2. Where are you based out of?
I live in the country outside of Northampton, Ma. Translate Gender Inc. is based out of Northampton and most of my therapeutic work is also in and around that area. I travel to Albany, NY, Boston, MA, and NYC frequently for lectures, workshops, and conferences.
3. What is your focus? What do you do?
LGBTQ family therapy and community-based gender justice activism.
4. What are your particular goals and passions in the field?
See next question.
5. Why did you choose to work in this field?
I am a queer femme-identified woman. A transfeminist. An activist. A psychotherapist and an educator. My intrinsic determination to be liberated, from a young age, is the foundation of my identity as an activist in the movement to end gender oppression. But when I realized that the territories of my professional identity landscape as a psychotherapist were all connected through a language mired in a medical discourse that was inherently misogynist and anti-feminist I committed my focus as an activist to the to development of non-pathologizing therapeutic approaches to working with differently gendered people and their partners and families.
6. Where did you go for school/training?
Training Institute for Gender, Relationships, Identity, and Sexuality (TIGRIS), Albany, NY
Mill River Institute for Dialogic Practice, Haydenville, MA.
Smith School for Social Work, Northampton, MA
Eastern Group Psychotherapy Society, NYC
Sarah Lawrence College, Bronxville, NY
7. Do you have any literature out (websites, articles)?
Sennott, S. L. (2011). Gender disorder as gender oppression: A transfeminist approachto rethinking the pathologization of gender non-conformity. Women & Therapy, 34, 93-113.
Sennott, S., & Smith, T. (2011). Translating the sex and gender continuums in mental health: A transfeminist approach to client and clinician fears. Journal of Gay and Lesbian Mental Health, 15, 218-234.

════

### [Work to complete]
a – Could you rewrite the part of the interview that opens with "4. What are" and closes with "go for school/training?", swapping every "psychotherapist" for "therapist"?
b – Can you write the next part of the interview, picking up after its last line?
The records that follow play no part in this.

════

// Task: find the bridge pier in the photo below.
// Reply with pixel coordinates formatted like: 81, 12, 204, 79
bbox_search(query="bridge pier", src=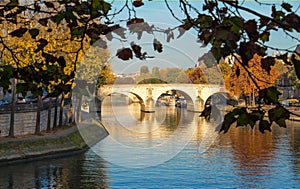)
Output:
187, 97, 204, 112
141, 97, 155, 113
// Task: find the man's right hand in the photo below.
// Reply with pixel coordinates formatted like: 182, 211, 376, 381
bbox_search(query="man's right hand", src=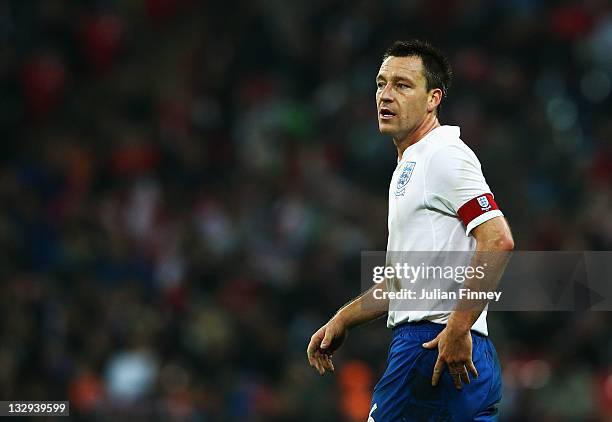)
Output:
306, 317, 348, 375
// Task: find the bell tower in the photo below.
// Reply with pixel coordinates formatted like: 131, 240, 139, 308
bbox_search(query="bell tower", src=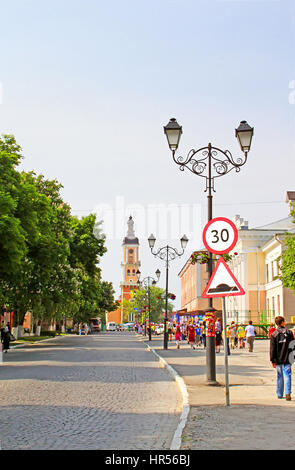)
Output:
120, 216, 141, 300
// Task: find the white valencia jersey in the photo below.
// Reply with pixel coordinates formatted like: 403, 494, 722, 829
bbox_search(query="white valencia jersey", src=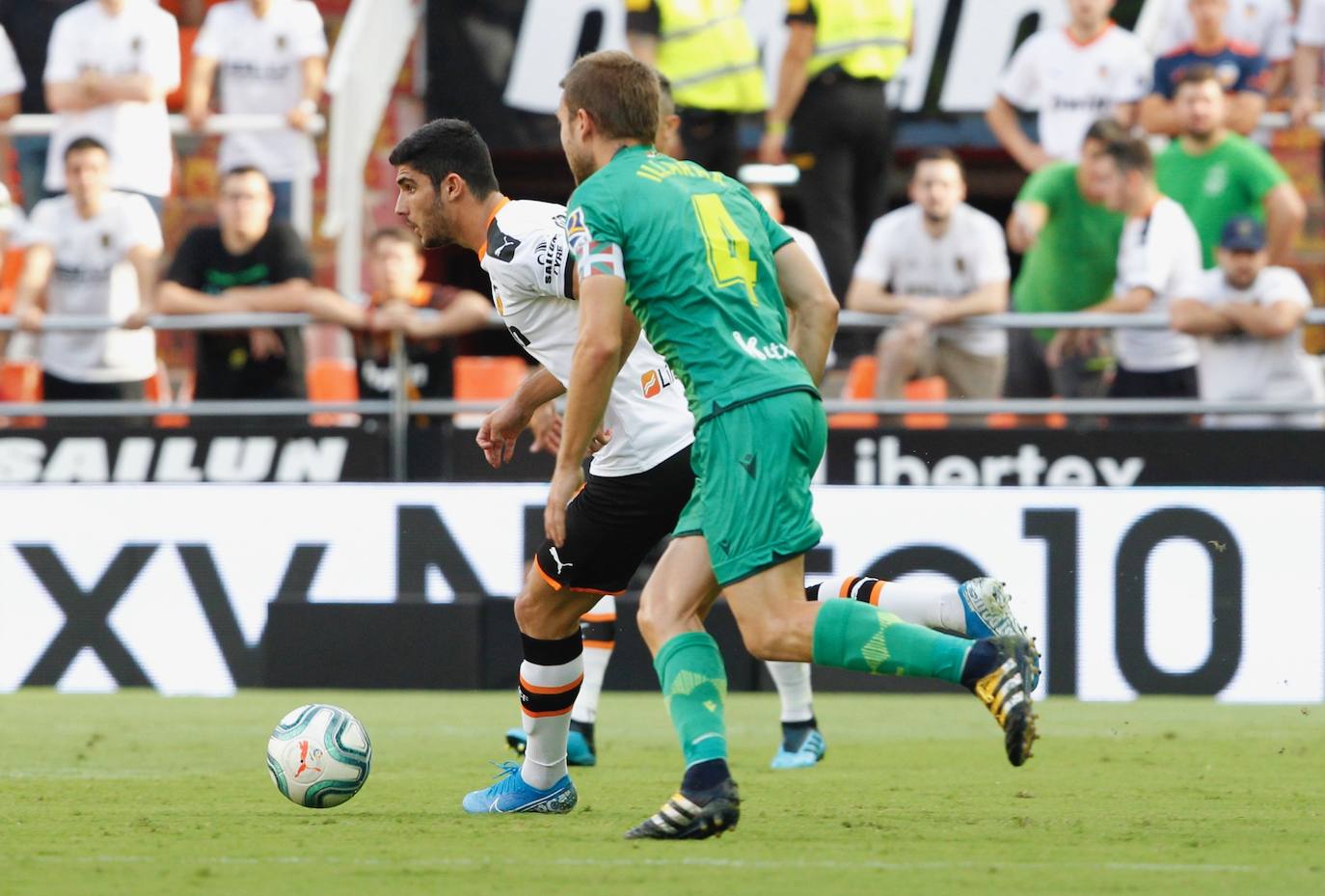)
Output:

════

### [Answers for each item]
a –
4. What are your particular goals and passions in the field?
See next question.
5. Why did you choose to work in this field?
I am a queer femme-identified woman. A transfeminist. An activist. A therapist and an educator. My intrinsic determination to be liberated, from a young age, is the foundation of my identity as an activist in the movement to end gender oppression. But when I realized that the territories of my professional identity landscape as a therapist were all connected through a language mired in a medical discourse that was inherently misogynist and anti-feminist I committed my focus as an activist to the to development of non-pathologizing therapeutic approaches to working with differently gendered people and their partners and families.
6. Where did you go for school/training?

b –
Lev, A. I. & Sennott, S. L. (2011). Understanding gender nonconformity and transgender identity: A sex positive approach. In P. J. Klienplatz (Ed.), New Directions in Sex Therapy: Innovations and Alternatives (2nd ed.). Ann Arbor, MI: Taylor & Francis (forthcoming).
Lev, A. I. & Sennott, S. L. (2011). Trans-sexual desire in differently gendered bodies. In J. J. Bigner & J. L. Wetchler (Eds.), Handbook of LGBT-Affirmative Couple and Family therapy (2nd Ed.). New York, New York: Routledge (forthcoming).
Lev, A. I. & Sennott, S. L. (2011). Clinical work with LGBTQ parents and perspective parents. In A. E. Goldberg & K. E. Allen (Eds.). LGBT Parent Families: Possibilities for New Reasearch and Implications for Practice. New York: Springer (forthcoming).
8. What would you recommend to future professionals attempting to get into the field?
Find a community of like-minded people and never let them go, they will be your foundation for growth as a professional.
9. What is the most challenging aspect for you working in this career?
One of the most challenging aspects of my work is the sheer magnitude of the endeavor, there are always going to be people suffering from gender-based oppression.
10. One must read-what would you recommend? Why?
Ties that Bind: Familial Homophobia and Its Consequences, by Sarah Schulman
Whipping Girl: A Transsexual Woman on Sexism and the Scapegoating of Femininity, by Julia Serano
If you read these two books you will have a clear understanding of how gender oppression operates in everyday life for LGBTQI people, starting from families and working its way out into communities and larger society.